TEXTE PRÉSENTÉ:
★ ★ ★

L’Eglise Maronite

L’Eglise maronite

L’Eglise maronite se situe dans la grande tradition d’Antioche avec, à l’origine, le syriaque comme langue liturgique. On peut dire qu’elle a pris sa propre voie, tout comme l’Eglise syrienne a pris la sienne, au moment du concile de Chalcédoine (451) qui a parlé de deux natures dans l’unique personne du Christ. L’Eglise syrienne n’accepta pas les décisions de ce concile. On la qualifia alors de monophysite ainsi que l’Eglise arménienne, l’Eglise copte et bientôt l’Eglise éthiopienne. En fait, il s’agissait là d’une réaction aussi bien culturelle que politique. L’Eglise de Constantinople, qui allait devenir bientôt l’Eglise byzantine, imposait sa langue, le grec et sa manière de penser toute différente de celle du monde syriaque par exemple. En outre, ceux qui n’étaient pas de culture grecque craignaient de disparaître. par conséquent, ils cherchèrent à conserver leur autonomie. Les décisions prises au niveau culturel eurent des répercussions au niveau politique. Et au VIIIe siècle, on verra ces Eglises accueillir la poussée musulmane pour se libérer de  la tutelle de Byzance qui demeurait insupportable. Mais en fait, elles se libéraient pour connaître un autre joug qui allait réduire la chrétienté, disséminée sur un territoire s’étendant de la Turquie à l’Egypte, à des îlots dans l’immense mer musulmane. Beaucoup de chrétiens passèrent à l’islam pour différentes raisons. D’autres émigrèrent, et ce mouvement d’émigration n’a pas cessé depuis. Les chrétiens se sentent étrangers dans des pays où il n’y a pas de liberté religieuse et où la ségrégation dans ce domaine est omniprésente, même si elle est mitigée.

★ ★ ★

EXTRAITS DES FICHES:

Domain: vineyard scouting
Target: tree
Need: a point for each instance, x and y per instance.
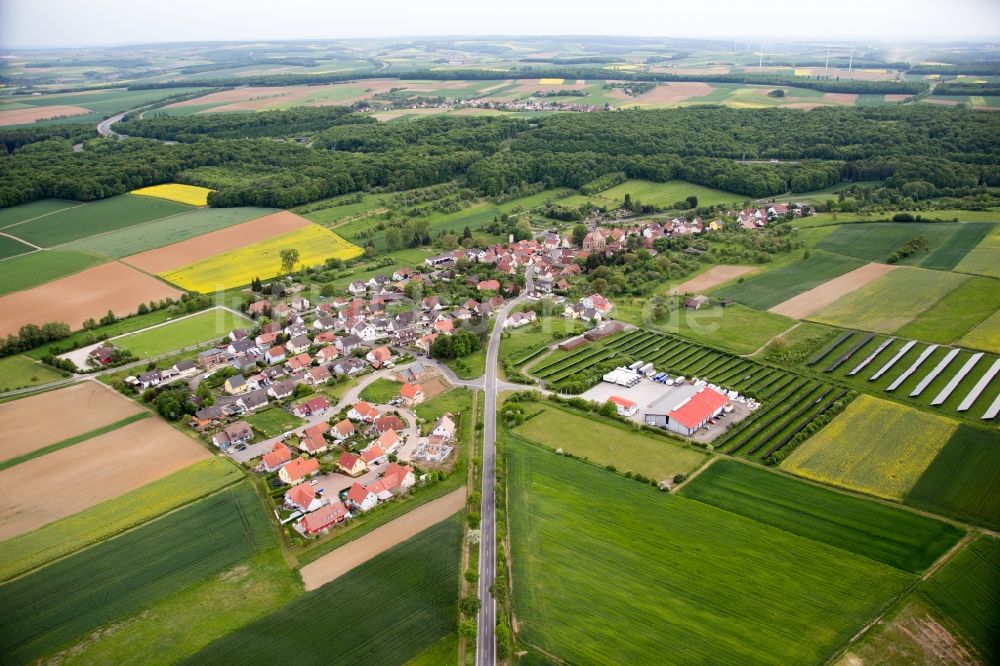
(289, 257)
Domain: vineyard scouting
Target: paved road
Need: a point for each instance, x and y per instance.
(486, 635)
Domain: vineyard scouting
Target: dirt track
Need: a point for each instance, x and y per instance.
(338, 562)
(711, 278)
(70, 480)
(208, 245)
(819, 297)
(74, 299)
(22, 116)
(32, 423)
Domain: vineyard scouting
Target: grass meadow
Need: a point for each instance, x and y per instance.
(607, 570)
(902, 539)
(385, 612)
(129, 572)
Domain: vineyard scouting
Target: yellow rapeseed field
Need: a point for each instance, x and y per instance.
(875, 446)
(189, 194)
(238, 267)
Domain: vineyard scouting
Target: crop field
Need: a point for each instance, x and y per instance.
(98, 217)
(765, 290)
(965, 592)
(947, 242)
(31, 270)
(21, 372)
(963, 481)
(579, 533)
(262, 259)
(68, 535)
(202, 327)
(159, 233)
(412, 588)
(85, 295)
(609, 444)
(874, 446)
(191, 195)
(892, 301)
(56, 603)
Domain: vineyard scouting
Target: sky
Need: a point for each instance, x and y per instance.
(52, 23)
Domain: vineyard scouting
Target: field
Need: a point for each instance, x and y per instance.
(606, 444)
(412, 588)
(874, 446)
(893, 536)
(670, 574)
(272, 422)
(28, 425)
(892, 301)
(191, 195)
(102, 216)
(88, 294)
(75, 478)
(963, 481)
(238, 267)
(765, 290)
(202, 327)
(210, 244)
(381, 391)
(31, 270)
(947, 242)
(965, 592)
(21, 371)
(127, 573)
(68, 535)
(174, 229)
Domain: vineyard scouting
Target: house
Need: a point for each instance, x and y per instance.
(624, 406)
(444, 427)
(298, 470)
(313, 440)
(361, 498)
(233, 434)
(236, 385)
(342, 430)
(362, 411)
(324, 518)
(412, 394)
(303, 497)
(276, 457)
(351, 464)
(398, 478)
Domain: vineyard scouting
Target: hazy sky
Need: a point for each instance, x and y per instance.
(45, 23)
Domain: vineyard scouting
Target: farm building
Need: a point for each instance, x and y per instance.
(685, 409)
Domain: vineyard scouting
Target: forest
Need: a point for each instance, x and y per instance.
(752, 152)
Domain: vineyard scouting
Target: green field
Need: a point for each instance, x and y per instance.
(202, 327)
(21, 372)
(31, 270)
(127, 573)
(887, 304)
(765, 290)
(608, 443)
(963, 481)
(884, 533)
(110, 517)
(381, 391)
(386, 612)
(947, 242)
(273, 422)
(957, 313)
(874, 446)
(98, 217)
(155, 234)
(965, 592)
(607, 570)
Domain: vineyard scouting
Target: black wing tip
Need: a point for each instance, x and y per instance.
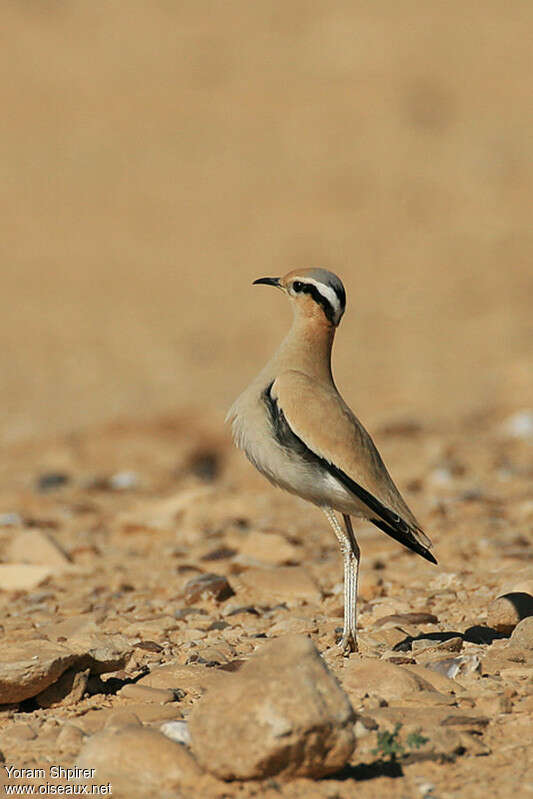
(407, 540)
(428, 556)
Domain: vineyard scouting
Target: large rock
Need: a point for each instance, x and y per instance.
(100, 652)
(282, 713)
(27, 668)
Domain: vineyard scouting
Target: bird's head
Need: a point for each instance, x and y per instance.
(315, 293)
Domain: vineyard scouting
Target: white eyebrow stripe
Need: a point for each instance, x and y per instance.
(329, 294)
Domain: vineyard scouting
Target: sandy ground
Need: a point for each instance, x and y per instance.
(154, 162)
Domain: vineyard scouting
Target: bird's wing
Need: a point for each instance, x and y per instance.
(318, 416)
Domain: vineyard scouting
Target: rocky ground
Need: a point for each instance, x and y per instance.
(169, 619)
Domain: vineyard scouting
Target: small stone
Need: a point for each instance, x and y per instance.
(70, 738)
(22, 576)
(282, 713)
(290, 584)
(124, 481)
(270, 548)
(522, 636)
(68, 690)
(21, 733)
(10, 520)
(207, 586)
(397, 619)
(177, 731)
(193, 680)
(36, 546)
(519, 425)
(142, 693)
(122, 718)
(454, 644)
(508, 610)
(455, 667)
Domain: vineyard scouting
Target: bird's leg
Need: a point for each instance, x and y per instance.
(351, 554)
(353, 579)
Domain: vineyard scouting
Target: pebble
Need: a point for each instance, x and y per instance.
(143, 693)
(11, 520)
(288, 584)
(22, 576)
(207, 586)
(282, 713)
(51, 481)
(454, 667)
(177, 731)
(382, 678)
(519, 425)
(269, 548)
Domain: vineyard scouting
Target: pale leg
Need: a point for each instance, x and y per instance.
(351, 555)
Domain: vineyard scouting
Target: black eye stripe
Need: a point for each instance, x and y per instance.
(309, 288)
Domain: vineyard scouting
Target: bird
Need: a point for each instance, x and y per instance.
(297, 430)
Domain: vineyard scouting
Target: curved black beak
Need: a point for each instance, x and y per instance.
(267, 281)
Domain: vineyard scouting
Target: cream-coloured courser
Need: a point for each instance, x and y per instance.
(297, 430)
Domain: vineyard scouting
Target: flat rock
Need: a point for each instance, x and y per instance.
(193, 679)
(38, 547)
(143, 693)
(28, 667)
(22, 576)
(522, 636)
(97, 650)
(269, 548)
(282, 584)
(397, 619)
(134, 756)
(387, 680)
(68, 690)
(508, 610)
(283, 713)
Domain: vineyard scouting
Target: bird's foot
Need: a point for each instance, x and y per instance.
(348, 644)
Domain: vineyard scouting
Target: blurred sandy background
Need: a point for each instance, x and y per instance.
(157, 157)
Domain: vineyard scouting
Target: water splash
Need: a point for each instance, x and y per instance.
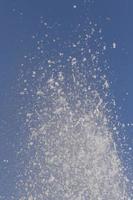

★ ★ ★

CONSIGNE:
Rédigez la suite du texte sur l’Église maronite en reprenant juste après sa dernière phrase.

RÉPONSE:
Une Eglise a pourtant réussi à se créetr une certaine autonomie politique: c’est l’Eglise maronite. Elle est appelée ainsi à cause d’un «fondateur» lointain, saint Maroun, qui fut en contact avec Jean Chrysostome et dont Théodoret parle comme d’un ermite vivant à proximité d’Antioche.
Elle resta fidèle à Chalcédoine et, pendant un temps, on l’appela melkite. Sa position lui valut d’être persécutée par la grande tradition syriaque qui percevait son attitude comme une trahison vis-à-vis de ce mouvement d’émancipation. Mais à cause du syriaque, sa langue, l’Eglise maronite subit également une pression venue de Byzance qui voulait l’uniformité, une uniformité recherchée aussi par l’Eglise de Rome, ce qui fit perdre à l’Orient sa richesse et par là son originalité dans la grande Eglise.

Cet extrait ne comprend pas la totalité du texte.